WHAT YOU ARE ASKED TO DO: Strip out all images, then restate the data verbatim.

Point-per-instance localization data:
════

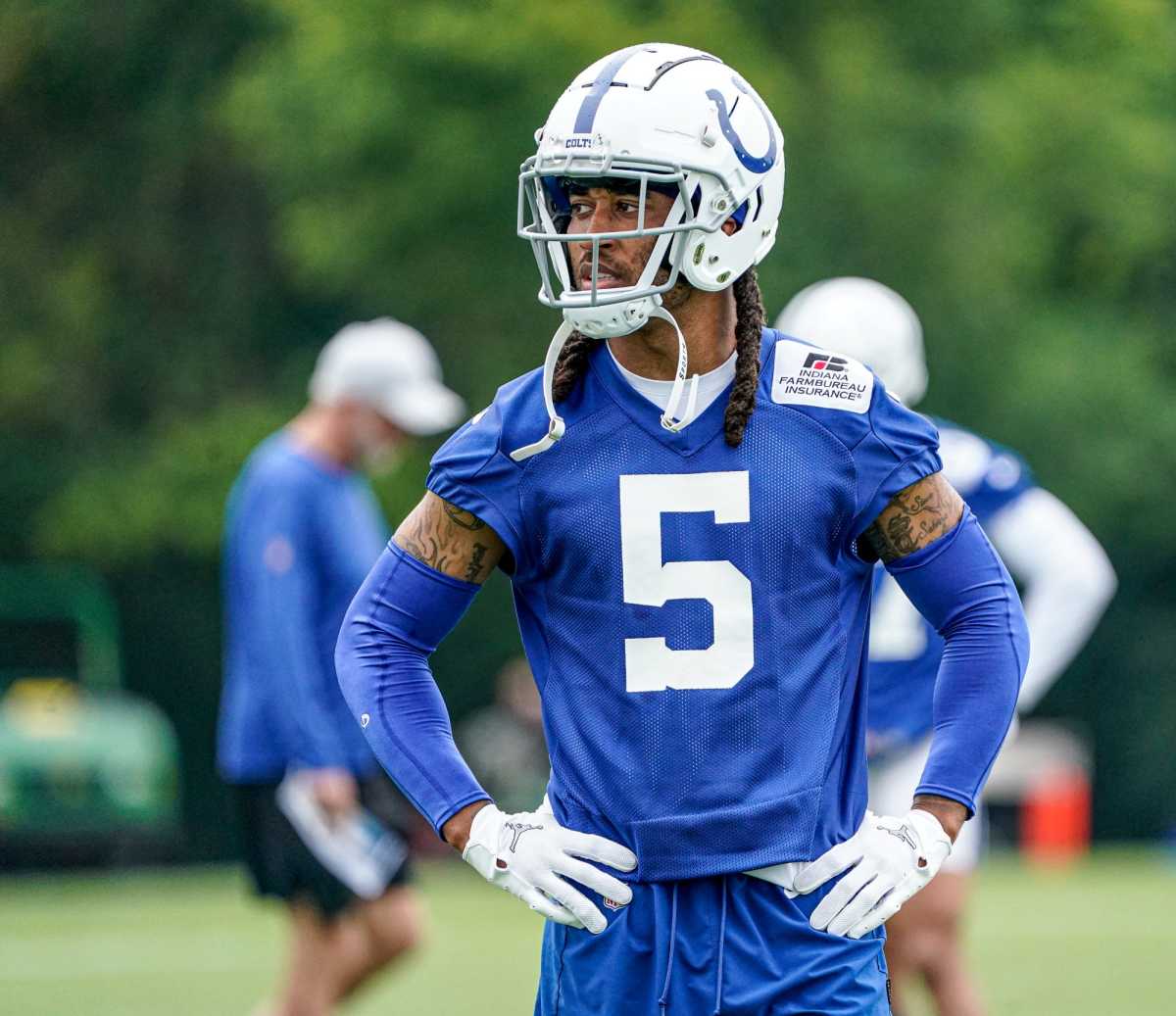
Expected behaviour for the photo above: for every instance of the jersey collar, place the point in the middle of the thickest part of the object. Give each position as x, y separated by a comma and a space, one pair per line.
695, 436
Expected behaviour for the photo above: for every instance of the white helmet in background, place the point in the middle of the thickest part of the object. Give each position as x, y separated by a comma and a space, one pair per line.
662, 117
867, 320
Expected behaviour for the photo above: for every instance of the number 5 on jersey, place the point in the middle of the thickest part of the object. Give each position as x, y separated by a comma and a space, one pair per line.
650, 663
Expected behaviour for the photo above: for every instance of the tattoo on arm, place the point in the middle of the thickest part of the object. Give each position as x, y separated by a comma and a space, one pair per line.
460, 516
915, 517
451, 540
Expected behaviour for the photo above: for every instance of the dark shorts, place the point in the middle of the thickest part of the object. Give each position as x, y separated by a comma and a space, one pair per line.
282, 865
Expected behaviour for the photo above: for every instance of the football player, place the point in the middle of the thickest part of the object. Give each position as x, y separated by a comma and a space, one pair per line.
689, 507
1067, 582
318, 815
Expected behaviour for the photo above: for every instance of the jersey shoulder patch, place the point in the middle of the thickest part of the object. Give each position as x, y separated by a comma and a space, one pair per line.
808, 375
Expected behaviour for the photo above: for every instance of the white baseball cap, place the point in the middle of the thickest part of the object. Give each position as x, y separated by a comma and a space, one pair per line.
391, 367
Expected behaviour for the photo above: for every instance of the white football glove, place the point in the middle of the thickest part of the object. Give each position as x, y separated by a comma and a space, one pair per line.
527, 852
888, 861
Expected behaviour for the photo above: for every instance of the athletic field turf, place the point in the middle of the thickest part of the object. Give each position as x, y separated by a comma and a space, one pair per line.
1095, 940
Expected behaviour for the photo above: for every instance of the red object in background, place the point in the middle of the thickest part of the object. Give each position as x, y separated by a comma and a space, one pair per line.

════

WRITTEN ANSWER:
Expected behaviour for the photo above: for every instance of the jersey collar, place the point in the middle of the thickest part of the object. Give each position as x, y separated by a comma and a space, one pair per line.
695, 436
Expected behaviour for the photo above: for every instance of the white helmet in background, place the point in the middle of the thickest part of the object. Give each position as x, y separated by a comma and a space, one pair per line.
662, 117
867, 320
Expected behaviour for the photo above: for every instance of the number 5 on jersey, place the point in the middle of the thickest part of the object. Give each position as x, y separated by a comma and a space, one pair per line.
650, 663
Expected behaviour for the photo above: for every instance of the tattoo on arm, place the point in the middle of the thickest part of the object. Give each position as x, y separated by a comma and a space, one pair per line.
460, 516
915, 517
451, 540
Expected behaviour for the photo above: for every instance of the dark shorts, place the point in the middle of the thickest part of the object. Give each position as x, y separated by a comma and a space, one pair per line.
282, 865
Expected behaviour for the photo above: for every instance of the football player, place the point in the middle of the thickest part of the object. Give each position as x, y separated by a comma and a space, one pair per line.
689, 507
1067, 582
318, 815
Expected behaviour for the photo above: for every instance of the jersey shoulder patch, place the point in the middle of the thickest part of the object. Give each position as x, y separated by a comma and a space, one pair per line.
808, 375
Expected behaviour for the photo above: for every instance of the white baseball cap, place the point in the middle of the thickest part of the object. Give each position as x, y separated by a comma and a space, one pair per line.
391, 367
Expected behaviour for the photo above: for every instance of the white football glove, place the point in the middle of the thickest part of the object. Give each position as x, y separated by a comma and a space, one pair per line.
527, 852
888, 861
Expected behaviour for the photo above: for every instance of the athletic field turf, place the point in the middle of the thickest part of the object. Give each position as x, y separated by a comma and a space, one pair per line.
1095, 940
Expected behaviour for the photo above: for every instance of the red object in background, place the point in the middle of the thickest part of the object. Give each position as x, y separated by a comma and a space, one pair per line.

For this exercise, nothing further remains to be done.